● **TAREFAS PROPOSTAS**
a) Indique se cada afirmação a seguir concorda com o texto sobre previsões anuais, respondendo sim ou não e citando literalmente o trecho decisivo: (i) o adjetivo da moda em 2026 é "IA"; (ii) o Tema do Ano de 2025 foi a inteligência artificial; (iii) a tecnologia ainda precisa provar que é transformadora.
b) Reescreva as linhas do conjunto de dados a partir daquela que contém "in yellow uniform" até a última delas, ambas incluídas, mantendo também as instruções. Multiplique por 0,55 cada coordenada das respostas e arredonde para números inteiros, com as metades arredondadas para cima.

● **TEXTO DE LEITURA**
Eu odeio previsões anuais #S&P 500
Todo final de ano repete o mesmo ritual: relatórios, apresentações e lives cheias de gurus tentando antecipar o futuro, como se o mercado obedecesse a um calendário. Para quem acompanha o Mosca, esse incômodo com previsões anuais não é novidade. Eu simplesmente não vejo utilidade prática em transformar um ano inteiro em um número único e solene, como se fosse possível resumir incerteza em uma projeção pontual. E, no entanto, a indústria financeira insiste em produzir essas tabelas de “alvos” porque sabe que o investidor médio precisa de segurança — ou da ilusão dela.
O texto de Joe Wiggins
expõe exatamente esse teatro: previsões repetem sempre as mesmas fórmulas,
mudando apenas o adjetivo da moda. Em 2026, o adjetivo é “IA”. O investidor
deve ser seletivo, a diversificação é indispensável, a incerteza é elevada,
grandes temas estruturais estão em andamento, um risco difuso ronda o horizonte
e, para completar, “algo importante está mudando na ordem mundial”. Essa
liturgia não muda. A cada dezembro, bastaria imprimir o relatório do ano
anterior e substituir as datas — ninguém notaria a diferença.
Apesar disso, mantenho
uma prática que gosto de preservar: escolher o “Tema do Ano”. Em 2025, a
pergunta foi se Trump 2.0 seria um sucesso. A resposta não é binária, mas sua
presença dominou completamente o debate público. Para 2026, a inquietação é
outra: a inteligência artificial vai se pagar? Depois de um ano em que capital,
energia, infraestrutura e expectativas foram empurrados ao limite, esta será a
questão central dos próximos meses. A tecnologia não precisa provar que é
transformadora — isso já está claro. O que precisa é demonstrar retorno. E
retorno não se projeta com slogans.

● **REGISTROS DO CONJUNTO**
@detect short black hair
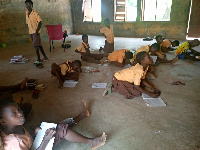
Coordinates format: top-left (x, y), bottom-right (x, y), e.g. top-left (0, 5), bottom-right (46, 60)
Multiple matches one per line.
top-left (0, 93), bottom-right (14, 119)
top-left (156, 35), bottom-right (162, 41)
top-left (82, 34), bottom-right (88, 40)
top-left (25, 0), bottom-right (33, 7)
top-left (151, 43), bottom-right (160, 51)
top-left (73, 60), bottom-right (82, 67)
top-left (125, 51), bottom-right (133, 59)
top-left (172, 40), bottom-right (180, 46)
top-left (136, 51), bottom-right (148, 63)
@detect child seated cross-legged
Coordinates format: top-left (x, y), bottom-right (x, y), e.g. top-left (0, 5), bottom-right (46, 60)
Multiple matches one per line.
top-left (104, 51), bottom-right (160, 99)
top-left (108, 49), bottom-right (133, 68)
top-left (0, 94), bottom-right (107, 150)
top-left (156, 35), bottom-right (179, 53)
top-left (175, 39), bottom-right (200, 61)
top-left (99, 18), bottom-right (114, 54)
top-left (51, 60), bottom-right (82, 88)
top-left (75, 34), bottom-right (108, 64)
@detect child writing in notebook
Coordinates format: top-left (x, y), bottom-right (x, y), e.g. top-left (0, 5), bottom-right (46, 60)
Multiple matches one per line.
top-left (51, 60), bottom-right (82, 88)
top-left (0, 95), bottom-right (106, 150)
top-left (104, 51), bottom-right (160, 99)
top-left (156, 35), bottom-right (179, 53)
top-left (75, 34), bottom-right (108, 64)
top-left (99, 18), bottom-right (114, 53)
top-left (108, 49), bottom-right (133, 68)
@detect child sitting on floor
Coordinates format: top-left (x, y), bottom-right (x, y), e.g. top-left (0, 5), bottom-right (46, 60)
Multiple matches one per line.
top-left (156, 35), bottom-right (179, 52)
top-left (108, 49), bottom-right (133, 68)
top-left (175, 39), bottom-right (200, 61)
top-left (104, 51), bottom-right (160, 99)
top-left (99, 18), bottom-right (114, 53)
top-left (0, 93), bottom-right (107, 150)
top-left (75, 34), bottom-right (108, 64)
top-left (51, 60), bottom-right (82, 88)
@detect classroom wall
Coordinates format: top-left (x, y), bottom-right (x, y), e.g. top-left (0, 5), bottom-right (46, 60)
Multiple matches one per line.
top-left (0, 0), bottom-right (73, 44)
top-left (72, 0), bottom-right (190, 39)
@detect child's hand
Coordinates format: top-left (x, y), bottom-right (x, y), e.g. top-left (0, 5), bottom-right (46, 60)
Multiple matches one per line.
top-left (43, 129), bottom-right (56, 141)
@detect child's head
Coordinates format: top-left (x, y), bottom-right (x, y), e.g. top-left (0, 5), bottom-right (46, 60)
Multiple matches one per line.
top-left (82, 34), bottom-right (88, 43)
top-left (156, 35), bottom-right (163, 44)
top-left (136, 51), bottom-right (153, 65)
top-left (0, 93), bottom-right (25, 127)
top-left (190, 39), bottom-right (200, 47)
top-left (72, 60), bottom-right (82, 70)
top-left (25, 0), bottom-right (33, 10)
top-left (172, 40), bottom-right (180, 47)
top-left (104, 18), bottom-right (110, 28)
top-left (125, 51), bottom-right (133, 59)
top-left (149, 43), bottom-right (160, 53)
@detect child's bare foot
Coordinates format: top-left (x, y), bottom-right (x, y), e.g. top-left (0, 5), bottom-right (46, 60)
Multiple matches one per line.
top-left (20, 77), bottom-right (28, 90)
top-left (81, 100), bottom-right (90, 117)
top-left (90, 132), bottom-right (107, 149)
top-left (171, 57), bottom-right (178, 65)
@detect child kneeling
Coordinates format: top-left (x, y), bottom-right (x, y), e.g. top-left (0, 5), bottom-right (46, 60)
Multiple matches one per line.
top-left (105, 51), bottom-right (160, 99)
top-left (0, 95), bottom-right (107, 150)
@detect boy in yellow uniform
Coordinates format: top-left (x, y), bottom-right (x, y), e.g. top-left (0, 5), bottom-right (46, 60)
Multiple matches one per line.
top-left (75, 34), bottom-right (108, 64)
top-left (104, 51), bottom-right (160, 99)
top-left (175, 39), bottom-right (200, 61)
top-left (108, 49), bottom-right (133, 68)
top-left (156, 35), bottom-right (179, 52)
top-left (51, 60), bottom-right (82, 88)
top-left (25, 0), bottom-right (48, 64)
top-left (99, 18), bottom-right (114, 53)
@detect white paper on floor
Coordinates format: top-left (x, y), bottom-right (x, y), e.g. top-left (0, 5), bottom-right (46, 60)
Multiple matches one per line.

● **RESULTADOS EM SEQUÊNCIA**
a)
(i) Sim: "Em 2026, o adjetivo é “IA”."
(ii) Não: "Em 2025, a pergunta foi se Trump 2.0 seria um sucesso."
(iii) Não: "A tecnologia não precisa provar que é transformadora — isso já está claro."

b)
@detect boy in yellow uniform
Coordinates format: top-left (x, y), bottom-right (x, y), e.g. top-left (0, 5), bottom-right (46, 60)
Multiple matches one per line.
top-left (41, 19), bottom-right (59, 35)
top-left (57, 28), bottom-right (88, 54)
top-left (96, 21), bottom-right (110, 34)
top-left (59, 27), bottom-right (73, 37)
top-left (86, 19), bottom-right (98, 29)
top-left (28, 33), bottom-right (45, 48)
top-left (14, 0), bottom-right (26, 35)
top-left (54, 10), bottom-right (63, 29)
@detect white paper on floor
Coordinates format: top-left (x, y), bottom-right (x, y), e.g. top-left (0, 5), bottom-right (46, 60)
Multiple matches one per line.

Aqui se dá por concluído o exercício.